Problem to work on:
Can you copy out the lines below word for word, leaving out any picture?

Records shown:
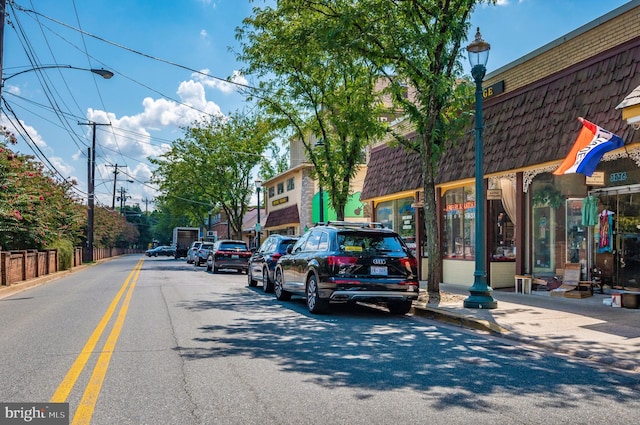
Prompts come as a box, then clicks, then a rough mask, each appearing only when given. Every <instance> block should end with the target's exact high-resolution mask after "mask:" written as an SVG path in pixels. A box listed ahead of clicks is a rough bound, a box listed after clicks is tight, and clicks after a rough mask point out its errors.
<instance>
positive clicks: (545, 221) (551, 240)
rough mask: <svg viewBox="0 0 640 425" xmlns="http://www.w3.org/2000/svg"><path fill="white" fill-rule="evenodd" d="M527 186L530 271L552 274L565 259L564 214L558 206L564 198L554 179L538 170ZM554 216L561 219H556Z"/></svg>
mask: <svg viewBox="0 0 640 425" xmlns="http://www.w3.org/2000/svg"><path fill="white" fill-rule="evenodd" d="M530 190H531V241H532V244H531V250H532V252H531V253H532V258H533V264H532V269H533V270H532V271H533V274H534V275H535V274H537V275H541V276H553V275H555V273H556V267H558V265H560V266H562V265H563V264H564V263H565V262H566V258H565V249H558V248H564V246H565V245H564V237H565V235H564V232H558V230H560V229H562V230H564V216H563V214H561V213H560V212H561V210H560V208H561V207H564V203H565V200H564V198H563V195H562V192H561V191H560V189H558V188H556V186H555V179H554V178H553V176H551V175H550V174H548V173H547V174H542V175H540V176H538V177H536V179H535V180H534V181H533V183H532V184H531V187H530ZM558 220H561V222H559V221H558Z"/></svg>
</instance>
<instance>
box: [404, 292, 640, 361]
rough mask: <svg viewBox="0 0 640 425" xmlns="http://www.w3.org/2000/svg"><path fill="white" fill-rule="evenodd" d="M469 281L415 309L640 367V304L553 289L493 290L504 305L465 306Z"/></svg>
mask: <svg viewBox="0 0 640 425" xmlns="http://www.w3.org/2000/svg"><path fill="white" fill-rule="evenodd" d="M469 286H471V285H453V284H442V285H440V291H441V293H442V300H441V302H440V304H439V305H434V304H426V302H425V300H423V299H422V298H423V297H421V300H419V301H417V302H415V303H414V309H413V312H414V314H415V315H418V316H421V317H427V318H432V319H436V320H440V321H444V322H448V323H451V324H456V325H459V326H463V327H466V328H471V329H478V330H482V331H487V332H491V333H493V334H496V335H499V336H502V337H505V338H508V339H513V340H517V341H521V342H525V343H528V344H532V345H537V346H540V347H543V348H545V349H547V350H549V351H553V352H558V353H565V354H569V355H572V356H576V357H580V358H585V359H589V360H592V361H596V362H600V363H603V364H606V365H608V366H611V367H615V368H618V369H623V370H626V371H633V372H640V309H628V308H615V307H610V306H606V305H605V304H604V303H603V300H604V299H605V298H607V299H610V298H611V295H601V294H594V296H593V297H589V298H583V299H571V298H563V297H551V296H550V294H549V292H535V293H534V294H531V295H529V294H519V293H518V294H516V293H514V292H506V291H500V290H497V291H493V293H492V296H493V297H494V299H496V300H497V301H498V308H496V309H493V310H483V309H469V308H464V306H463V301H464V299H465V298H467V297H468V296H469V291H468V289H469Z"/></svg>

Answer to this task:
Prompts come as a box, then clicks, then a rough mask, each appearing only when given. Every <instance> block should end with the target's exact high-resolution mask after "mask:" written as an SVG path in pixels. A box listed ahead of clicks is a rough bound, a box listed after clicks is tight, and clicks after a rough mask point out its errors.
<instance>
positive clicks: (545, 221) (551, 240)
rough mask: <svg viewBox="0 0 640 425" xmlns="http://www.w3.org/2000/svg"><path fill="white" fill-rule="evenodd" d="M527 186L530 271L552 274L565 259L564 214L558 206L564 198L554 179L538 170ZM554 216L561 219H556Z"/></svg>
mask: <svg viewBox="0 0 640 425" xmlns="http://www.w3.org/2000/svg"><path fill="white" fill-rule="evenodd" d="M530 190H531V241H532V244H531V250H532V252H531V253H532V258H533V264H532V269H533V270H532V271H533V274H534V275H535V274H537V275H541V276H553V275H555V273H556V267H558V265H560V266H562V265H563V264H564V263H565V262H566V258H565V249H558V248H564V246H565V245H564V237H565V235H564V232H558V230H560V229H562V230H564V216H563V214H561V213H560V212H561V210H560V208H561V207H564V203H565V200H564V198H563V195H562V192H561V191H560V189H558V188H556V186H555V179H554V178H553V176H551V175H550V174H548V173H547V174H542V175H540V176H538V177H536V179H535V180H534V181H533V183H532V184H531V187H530ZM558 220H561V222H559V221H558Z"/></svg>
</instance>
<instance>
box: [404, 292, 640, 361]
rough mask: <svg viewBox="0 0 640 425" xmlns="http://www.w3.org/2000/svg"><path fill="white" fill-rule="evenodd" d="M469 281L415 309L640 367V304L553 289L493 290L504 305L465 306Z"/></svg>
mask: <svg viewBox="0 0 640 425" xmlns="http://www.w3.org/2000/svg"><path fill="white" fill-rule="evenodd" d="M469 286H471V285H453V284H442V285H440V291H441V293H442V300H441V302H440V304H439V305H434V304H426V302H425V300H423V299H422V298H423V297H421V300H419V301H417V302H415V303H414V309H413V312H414V314H415V315H418V316H421V317H427V318H432V319H436V320H440V321H444V322H448V323H451V324H456V325H459V326H463V327H466V328H471V329H478V330H482V331H487V332H491V333H493V334H496V335H499V336H502V337H505V338H508V339H513V340H517V341H521V342H525V343H528V344H532V345H537V346H540V347H543V348H545V349H547V350H549V351H553V352H558V353H565V354H569V355H572V356H576V357H580V358H585V359H589V360H592V361H596V362H600V363H603V364H606V365H608V366H611V367H615V368H618V369H623V370H626V371H633V372H640V309H628V308H615V307H610V306H606V305H605V304H604V303H603V300H604V299H605V298H607V299H610V298H611V295H601V294H594V296H593V297H589V298H583V299H571V298H563V297H551V296H550V294H549V292H535V293H534V294H531V295H529V294H519V293H518V294H516V293H514V292H506V291H500V290H497V291H493V293H492V296H493V297H494V299H496V300H497V301H498V308H496V309H493V310H483V309H469V308H464V306H463V301H464V299H465V298H467V297H468V296H469V291H468V289H469Z"/></svg>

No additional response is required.